**Challenges**.
1 - Answer each of these from the post on kit installation and steering shafts, one line per answer, marked (a), (b), (c):
(a) Besides bumper brackets, what kind of brackets does the writer say a complete kit would include?
(b) What type of joint does the writer look for at the firewall end of the steering shaft?
(c) What company does the writer name as a source for a steering shaft?
2 - Resume the post on kit installation and steering shafts after its final sentence.

If I remember correctly, if you buy an entire kit, it should contain everything you need to complete the installation. This would include bumper brackets, fan shroud relocation brackets and anything else you need. I've also seen kits which included shifter extensions. I am not familiar with either of the kits you mentioned and I usually prefer to put together my own kits because I can do it cheaper.

As far as your steering, you may or may not need a steering column extension. I usually look at the shaft. If it has a u-joint at the steering box or rack & pinion end, and a rag joint at the other end (near the firewall) It should be able to work. Some shafts are designed with a slip joint which can be extended by hand and in some situations I have loosened the u-joint so that it can slide back a bit on the splines. -So long as it still has plenty of engagement. If you need to extend the shaft, there are a couple of ways this can be done. You can fabricate a spacer to go between the rag joint and the flange it attaches to, but better yet, you can get rid of the rag joint and have another u-joint welded in. When you have the u-joint welded in, take into account the extra length. If you don't want to fabricate your own steering shaft, you could buy one from Borgeson. If they do not carry one in stock, they can build you a custom unit with the correct length

-Any fan shroud mods needed?

**Source data**.

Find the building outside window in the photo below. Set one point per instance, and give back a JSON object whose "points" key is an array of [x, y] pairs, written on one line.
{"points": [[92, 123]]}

**Responses to the exercise**.
1 -
(a) Fan shroud relocation brackets.
(b) A rag joint.
(c) Borgeson.

2 -
Yes. You'll have to lower it. A kit should include the brackets. But if you make your own kit, you can make brackets with flat steel

-Will the automatic transmission shift linkage be fine without any mods?
It should be…however you might have a bit of bind when you go to shift. Make sure that when you install the body lift to check the linkages for any sort of misalignment, or interference then adjust accordingly. If you have a 4x4 with a manual shifter, it will need an extension welded in, unless you want the shifter boot pulled down thru the floor inside-out with the shifter knob half hidden.

-Which kit would you recommend? I found Daystar and Performance Accessories so far.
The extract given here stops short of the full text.